Action item:
Your answer should be one number: the count of lines in the data below that include "jersey".

[Phrase grounding data]
===============

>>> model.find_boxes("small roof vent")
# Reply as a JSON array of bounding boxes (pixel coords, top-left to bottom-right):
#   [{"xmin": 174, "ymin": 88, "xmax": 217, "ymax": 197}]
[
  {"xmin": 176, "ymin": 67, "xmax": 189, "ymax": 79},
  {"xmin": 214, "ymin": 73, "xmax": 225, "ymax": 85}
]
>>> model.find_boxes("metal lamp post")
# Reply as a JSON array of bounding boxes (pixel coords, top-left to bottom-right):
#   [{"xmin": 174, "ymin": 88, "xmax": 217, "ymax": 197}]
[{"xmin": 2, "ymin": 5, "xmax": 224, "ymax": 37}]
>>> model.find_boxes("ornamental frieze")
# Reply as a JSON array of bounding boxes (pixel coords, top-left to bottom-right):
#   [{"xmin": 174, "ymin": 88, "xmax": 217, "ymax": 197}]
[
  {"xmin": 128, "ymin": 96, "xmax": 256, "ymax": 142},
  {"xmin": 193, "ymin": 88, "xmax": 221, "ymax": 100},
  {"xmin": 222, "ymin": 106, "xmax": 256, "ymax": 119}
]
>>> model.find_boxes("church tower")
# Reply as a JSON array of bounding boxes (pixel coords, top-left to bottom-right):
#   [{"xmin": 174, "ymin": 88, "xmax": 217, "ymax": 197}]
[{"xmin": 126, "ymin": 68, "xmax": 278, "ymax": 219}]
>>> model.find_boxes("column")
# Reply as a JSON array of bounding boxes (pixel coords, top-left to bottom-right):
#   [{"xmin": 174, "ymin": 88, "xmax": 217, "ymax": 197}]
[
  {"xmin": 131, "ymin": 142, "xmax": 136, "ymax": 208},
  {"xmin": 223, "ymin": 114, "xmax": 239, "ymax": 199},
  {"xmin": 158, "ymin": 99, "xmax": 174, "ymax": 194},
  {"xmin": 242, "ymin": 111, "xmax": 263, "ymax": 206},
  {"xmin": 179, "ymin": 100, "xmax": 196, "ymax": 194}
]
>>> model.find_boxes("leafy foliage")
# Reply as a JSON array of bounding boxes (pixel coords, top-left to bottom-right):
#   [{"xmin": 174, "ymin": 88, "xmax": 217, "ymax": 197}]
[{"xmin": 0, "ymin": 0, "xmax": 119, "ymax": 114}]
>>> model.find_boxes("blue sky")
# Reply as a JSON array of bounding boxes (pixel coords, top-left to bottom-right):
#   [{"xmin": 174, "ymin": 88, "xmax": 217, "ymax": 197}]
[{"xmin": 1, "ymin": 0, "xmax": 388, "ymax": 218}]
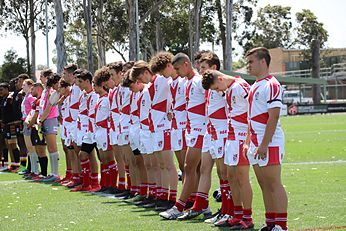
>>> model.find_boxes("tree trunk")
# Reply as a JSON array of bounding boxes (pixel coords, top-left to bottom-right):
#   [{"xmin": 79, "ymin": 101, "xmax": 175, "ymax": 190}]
[
  {"xmin": 188, "ymin": 2, "xmax": 194, "ymax": 60},
  {"xmin": 311, "ymin": 39, "xmax": 321, "ymax": 104},
  {"xmin": 54, "ymin": 0, "xmax": 67, "ymax": 74},
  {"xmin": 29, "ymin": 0, "xmax": 36, "ymax": 80},
  {"xmin": 224, "ymin": 0, "xmax": 233, "ymax": 70},
  {"xmin": 216, "ymin": 0, "xmax": 226, "ymax": 67},
  {"xmin": 96, "ymin": 0, "xmax": 106, "ymax": 68},
  {"xmin": 25, "ymin": 35, "xmax": 31, "ymax": 75},
  {"xmin": 194, "ymin": 0, "xmax": 202, "ymax": 54},
  {"xmin": 83, "ymin": 0, "xmax": 94, "ymax": 73},
  {"xmin": 127, "ymin": 0, "xmax": 138, "ymax": 61}
]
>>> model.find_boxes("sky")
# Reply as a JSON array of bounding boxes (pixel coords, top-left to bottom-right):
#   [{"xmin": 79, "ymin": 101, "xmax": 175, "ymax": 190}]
[{"xmin": 0, "ymin": 0, "xmax": 345, "ymax": 67}]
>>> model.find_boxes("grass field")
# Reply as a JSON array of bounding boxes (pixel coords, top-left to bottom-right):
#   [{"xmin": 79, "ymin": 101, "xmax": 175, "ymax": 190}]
[{"xmin": 0, "ymin": 113, "xmax": 346, "ymax": 230}]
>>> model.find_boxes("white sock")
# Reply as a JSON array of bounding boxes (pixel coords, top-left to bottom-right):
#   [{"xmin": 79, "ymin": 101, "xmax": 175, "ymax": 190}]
[
  {"xmin": 30, "ymin": 152, "xmax": 39, "ymax": 174},
  {"xmin": 49, "ymin": 152, "xmax": 60, "ymax": 176}
]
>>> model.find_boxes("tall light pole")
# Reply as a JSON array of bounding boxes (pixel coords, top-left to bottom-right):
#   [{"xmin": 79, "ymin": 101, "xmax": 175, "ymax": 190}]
[{"xmin": 45, "ymin": 0, "xmax": 49, "ymax": 68}]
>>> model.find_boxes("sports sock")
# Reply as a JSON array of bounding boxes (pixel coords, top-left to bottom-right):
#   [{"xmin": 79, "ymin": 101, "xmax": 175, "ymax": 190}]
[
  {"xmin": 108, "ymin": 160, "xmax": 117, "ymax": 188},
  {"xmin": 13, "ymin": 148, "xmax": 20, "ymax": 164},
  {"xmin": 90, "ymin": 173, "xmax": 99, "ymax": 186},
  {"xmin": 81, "ymin": 159, "xmax": 91, "ymax": 187},
  {"xmin": 139, "ymin": 183, "xmax": 148, "ymax": 196},
  {"xmin": 275, "ymin": 213, "xmax": 288, "ymax": 230},
  {"xmin": 20, "ymin": 156, "xmax": 27, "ymax": 168},
  {"xmin": 161, "ymin": 188, "xmax": 169, "ymax": 201},
  {"xmin": 265, "ymin": 212, "xmax": 276, "ymax": 227},
  {"xmin": 220, "ymin": 179, "xmax": 229, "ymax": 215},
  {"xmin": 243, "ymin": 208, "xmax": 253, "ymax": 222},
  {"xmin": 226, "ymin": 182, "xmax": 234, "ymax": 216},
  {"xmin": 191, "ymin": 192, "xmax": 209, "ymax": 211},
  {"xmin": 118, "ymin": 177, "xmax": 126, "ymax": 190},
  {"xmin": 234, "ymin": 206, "xmax": 243, "ymax": 220},
  {"xmin": 148, "ymin": 183, "xmax": 156, "ymax": 198},
  {"xmin": 30, "ymin": 152, "xmax": 39, "ymax": 174},
  {"xmin": 38, "ymin": 156, "xmax": 48, "ymax": 176},
  {"xmin": 26, "ymin": 156, "xmax": 31, "ymax": 172},
  {"xmin": 49, "ymin": 152, "xmax": 60, "ymax": 176},
  {"xmin": 174, "ymin": 199, "xmax": 186, "ymax": 212},
  {"xmin": 169, "ymin": 189, "xmax": 177, "ymax": 202}
]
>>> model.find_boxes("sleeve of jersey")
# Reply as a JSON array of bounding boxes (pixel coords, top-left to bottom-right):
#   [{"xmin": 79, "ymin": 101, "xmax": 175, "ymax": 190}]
[{"xmin": 266, "ymin": 80, "xmax": 283, "ymax": 109}]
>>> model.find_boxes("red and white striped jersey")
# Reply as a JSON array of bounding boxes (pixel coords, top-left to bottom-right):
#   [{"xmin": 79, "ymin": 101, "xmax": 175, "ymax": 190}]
[
  {"xmin": 109, "ymin": 86, "xmax": 120, "ymax": 132},
  {"xmin": 226, "ymin": 77, "xmax": 250, "ymax": 139},
  {"xmin": 170, "ymin": 76, "xmax": 187, "ymax": 130},
  {"xmin": 59, "ymin": 97, "xmax": 69, "ymax": 126},
  {"xmin": 138, "ymin": 85, "xmax": 152, "ymax": 131},
  {"xmin": 77, "ymin": 92, "xmax": 89, "ymax": 130},
  {"xmin": 248, "ymin": 75, "xmax": 284, "ymax": 146},
  {"xmin": 130, "ymin": 91, "xmax": 140, "ymax": 125},
  {"xmin": 86, "ymin": 91, "xmax": 99, "ymax": 133},
  {"xmin": 95, "ymin": 94, "xmax": 110, "ymax": 129},
  {"xmin": 185, "ymin": 74, "xmax": 208, "ymax": 134},
  {"xmin": 148, "ymin": 74, "xmax": 171, "ymax": 132},
  {"xmin": 67, "ymin": 84, "xmax": 83, "ymax": 122},
  {"xmin": 119, "ymin": 86, "xmax": 131, "ymax": 133},
  {"xmin": 207, "ymin": 90, "xmax": 228, "ymax": 139}
]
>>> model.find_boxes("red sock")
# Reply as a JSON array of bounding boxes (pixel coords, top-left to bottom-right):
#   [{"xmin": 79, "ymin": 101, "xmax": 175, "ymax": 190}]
[
  {"xmin": 65, "ymin": 169, "xmax": 72, "ymax": 179},
  {"xmin": 72, "ymin": 173, "xmax": 80, "ymax": 183},
  {"xmin": 266, "ymin": 212, "xmax": 276, "ymax": 227},
  {"xmin": 105, "ymin": 163, "xmax": 112, "ymax": 187},
  {"xmin": 169, "ymin": 189, "xmax": 177, "ymax": 202},
  {"xmin": 108, "ymin": 160, "xmax": 117, "ymax": 188},
  {"xmin": 90, "ymin": 173, "xmax": 99, "ymax": 186},
  {"xmin": 139, "ymin": 183, "xmax": 148, "ymax": 196},
  {"xmin": 130, "ymin": 185, "xmax": 138, "ymax": 195},
  {"xmin": 148, "ymin": 183, "xmax": 156, "ymax": 198},
  {"xmin": 227, "ymin": 184, "xmax": 234, "ymax": 216},
  {"xmin": 156, "ymin": 186, "xmax": 162, "ymax": 199},
  {"xmin": 81, "ymin": 159, "xmax": 91, "ymax": 187},
  {"xmin": 243, "ymin": 208, "xmax": 253, "ymax": 222},
  {"xmin": 234, "ymin": 205, "xmax": 243, "ymax": 220},
  {"xmin": 275, "ymin": 213, "xmax": 288, "ymax": 230},
  {"xmin": 118, "ymin": 177, "xmax": 126, "ymax": 191},
  {"xmin": 220, "ymin": 179, "xmax": 229, "ymax": 215},
  {"xmin": 174, "ymin": 199, "xmax": 186, "ymax": 212},
  {"xmin": 125, "ymin": 165, "xmax": 131, "ymax": 190},
  {"xmin": 161, "ymin": 188, "xmax": 169, "ymax": 201},
  {"xmin": 187, "ymin": 192, "xmax": 197, "ymax": 203},
  {"xmin": 191, "ymin": 192, "xmax": 209, "ymax": 211}
]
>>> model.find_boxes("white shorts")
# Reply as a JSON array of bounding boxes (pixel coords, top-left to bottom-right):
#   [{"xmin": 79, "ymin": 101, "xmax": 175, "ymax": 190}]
[
  {"xmin": 129, "ymin": 125, "xmax": 140, "ymax": 151},
  {"xmin": 202, "ymin": 133, "xmax": 211, "ymax": 153},
  {"xmin": 224, "ymin": 139, "xmax": 250, "ymax": 166},
  {"xmin": 95, "ymin": 128, "xmax": 111, "ymax": 151},
  {"xmin": 117, "ymin": 132, "xmax": 129, "ymax": 146},
  {"xmin": 110, "ymin": 129, "xmax": 120, "ymax": 146},
  {"xmin": 171, "ymin": 129, "xmax": 187, "ymax": 151},
  {"xmin": 76, "ymin": 126, "xmax": 88, "ymax": 147},
  {"xmin": 139, "ymin": 130, "xmax": 154, "ymax": 154},
  {"xmin": 210, "ymin": 138, "xmax": 226, "ymax": 160},
  {"xmin": 185, "ymin": 130, "xmax": 204, "ymax": 149},
  {"xmin": 153, "ymin": 129, "xmax": 171, "ymax": 152},
  {"xmin": 60, "ymin": 124, "xmax": 66, "ymax": 140},
  {"xmin": 247, "ymin": 141, "xmax": 285, "ymax": 167},
  {"xmin": 82, "ymin": 132, "xmax": 95, "ymax": 145}
]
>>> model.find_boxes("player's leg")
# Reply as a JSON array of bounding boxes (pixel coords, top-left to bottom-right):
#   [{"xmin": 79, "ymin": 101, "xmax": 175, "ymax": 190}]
[{"xmin": 113, "ymin": 145, "xmax": 126, "ymax": 193}]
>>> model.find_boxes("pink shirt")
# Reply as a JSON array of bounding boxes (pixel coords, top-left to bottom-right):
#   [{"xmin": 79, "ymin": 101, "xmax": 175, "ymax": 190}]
[
  {"xmin": 21, "ymin": 93, "xmax": 36, "ymax": 121},
  {"xmin": 39, "ymin": 88, "xmax": 59, "ymax": 120}
]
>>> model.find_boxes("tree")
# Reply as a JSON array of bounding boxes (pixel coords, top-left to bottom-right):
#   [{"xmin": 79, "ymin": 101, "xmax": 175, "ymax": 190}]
[
  {"xmin": 96, "ymin": 0, "xmax": 106, "ymax": 67},
  {"xmin": 83, "ymin": 0, "xmax": 94, "ymax": 73},
  {"xmin": 53, "ymin": 0, "xmax": 67, "ymax": 74},
  {"xmin": 0, "ymin": 49, "xmax": 27, "ymax": 82}
]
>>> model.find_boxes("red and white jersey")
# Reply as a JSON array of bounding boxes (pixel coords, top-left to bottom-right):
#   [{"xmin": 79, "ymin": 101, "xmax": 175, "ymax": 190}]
[
  {"xmin": 77, "ymin": 91, "xmax": 89, "ymax": 130},
  {"xmin": 67, "ymin": 84, "xmax": 83, "ymax": 122},
  {"xmin": 207, "ymin": 90, "xmax": 228, "ymax": 139},
  {"xmin": 109, "ymin": 86, "xmax": 120, "ymax": 132},
  {"xmin": 118, "ymin": 86, "xmax": 131, "ymax": 133},
  {"xmin": 139, "ymin": 85, "xmax": 153, "ymax": 131},
  {"xmin": 95, "ymin": 94, "xmax": 110, "ymax": 129},
  {"xmin": 248, "ymin": 75, "xmax": 284, "ymax": 146},
  {"xmin": 170, "ymin": 76, "xmax": 187, "ymax": 130},
  {"xmin": 60, "ymin": 96, "xmax": 69, "ymax": 126},
  {"xmin": 130, "ymin": 92, "xmax": 140, "ymax": 126},
  {"xmin": 86, "ymin": 91, "xmax": 99, "ymax": 133},
  {"xmin": 185, "ymin": 73, "xmax": 208, "ymax": 134},
  {"xmin": 148, "ymin": 74, "xmax": 171, "ymax": 131},
  {"xmin": 226, "ymin": 77, "xmax": 250, "ymax": 139}
]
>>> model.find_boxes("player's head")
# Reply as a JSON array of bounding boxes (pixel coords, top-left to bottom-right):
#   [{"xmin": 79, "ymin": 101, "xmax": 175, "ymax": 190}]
[
  {"xmin": 194, "ymin": 50, "xmax": 209, "ymax": 72},
  {"xmin": 172, "ymin": 53, "xmax": 192, "ymax": 77},
  {"xmin": 123, "ymin": 61, "xmax": 135, "ymax": 73},
  {"xmin": 149, "ymin": 51, "xmax": 176, "ymax": 78},
  {"xmin": 16, "ymin": 73, "xmax": 29, "ymax": 90},
  {"xmin": 198, "ymin": 51, "xmax": 221, "ymax": 75},
  {"xmin": 245, "ymin": 47, "xmax": 271, "ymax": 77},
  {"xmin": 202, "ymin": 70, "xmax": 227, "ymax": 92},
  {"xmin": 40, "ymin": 69, "xmax": 53, "ymax": 85},
  {"xmin": 76, "ymin": 69, "xmax": 93, "ymax": 91},
  {"xmin": 130, "ymin": 60, "xmax": 153, "ymax": 84},
  {"xmin": 107, "ymin": 61, "xmax": 123, "ymax": 86},
  {"xmin": 46, "ymin": 73, "xmax": 61, "ymax": 90},
  {"xmin": 22, "ymin": 79, "xmax": 34, "ymax": 94},
  {"xmin": 32, "ymin": 82, "xmax": 44, "ymax": 97},
  {"xmin": 123, "ymin": 70, "xmax": 144, "ymax": 93},
  {"xmin": 0, "ymin": 82, "xmax": 9, "ymax": 97},
  {"xmin": 93, "ymin": 66, "xmax": 114, "ymax": 94},
  {"xmin": 63, "ymin": 63, "xmax": 78, "ymax": 83},
  {"xmin": 58, "ymin": 79, "xmax": 71, "ymax": 96}
]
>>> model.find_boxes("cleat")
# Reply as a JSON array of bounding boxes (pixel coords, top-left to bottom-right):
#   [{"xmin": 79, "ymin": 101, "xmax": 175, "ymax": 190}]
[
  {"xmin": 135, "ymin": 196, "xmax": 155, "ymax": 206},
  {"xmin": 214, "ymin": 214, "xmax": 232, "ymax": 227},
  {"xmin": 32, "ymin": 174, "xmax": 45, "ymax": 181},
  {"xmin": 204, "ymin": 210, "xmax": 222, "ymax": 224},
  {"xmin": 258, "ymin": 224, "xmax": 275, "ymax": 231},
  {"xmin": 88, "ymin": 184, "xmax": 102, "ymax": 192},
  {"xmin": 141, "ymin": 198, "xmax": 157, "ymax": 208},
  {"xmin": 128, "ymin": 194, "xmax": 146, "ymax": 203},
  {"xmin": 66, "ymin": 180, "xmax": 81, "ymax": 188},
  {"xmin": 184, "ymin": 201, "xmax": 194, "ymax": 210},
  {"xmin": 41, "ymin": 175, "xmax": 60, "ymax": 183},
  {"xmin": 229, "ymin": 219, "xmax": 254, "ymax": 230},
  {"xmin": 159, "ymin": 206, "xmax": 183, "ymax": 220},
  {"xmin": 155, "ymin": 199, "xmax": 169, "ymax": 212},
  {"xmin": 70, "ymin": 185, "xmax": 92, "ymax": 192},
  {"xmin": 177, "ymin": 207, "xmax": 212, "ymax": 220},
  {"xmin": 271, "ymin": 225, "xmax": 286, "ymax": 231},
  {"xmin": 114, "ymin": 190, "xmax": 130, "ymax": 198},
  {"xmin": 0, "ymin": 166, "xmax": 9, "ymax": 172}
]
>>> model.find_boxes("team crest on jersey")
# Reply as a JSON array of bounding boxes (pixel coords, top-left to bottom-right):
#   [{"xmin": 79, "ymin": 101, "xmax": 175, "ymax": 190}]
[
  {"xmin": 178, "ymin": 139, "xmax": 181, "ymax": 146},
  {"xmin": 233, "ymin": 154, "xmax": 238, "ymax": 162},
  {"xmin": 142, "ymin": 99, "xmax": 145, "ymax": 106},
  {"xmin": 218, "ymin": 147, "xmax": 223, "ymax": 155},
  {"xmin": 178, "ymin": 87, "xmax": 182, "ymax": 94},
  {"xmin": 158, "ymin": 141, "xmax": 163, "ymax": 148},
  {"xmin": 191, "ymin": 87, "xmax": 194, "ymax": 95},
  {"xmin": 255, "ymin": 92, "xmax": 260, "ymax": 100},
  {"xmin": 190, "ymin": 138, "xmax": 196, "ymax": 145},
  {"xmin": 103, "ymin": 142, "xmax": 107, "ymax": 148},
  {"xmin": 232, "ymin": 96, "xmax": 236, "ymax": 104}
]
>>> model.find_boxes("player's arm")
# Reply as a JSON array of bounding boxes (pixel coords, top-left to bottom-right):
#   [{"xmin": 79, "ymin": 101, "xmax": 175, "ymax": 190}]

===============

Reply:
4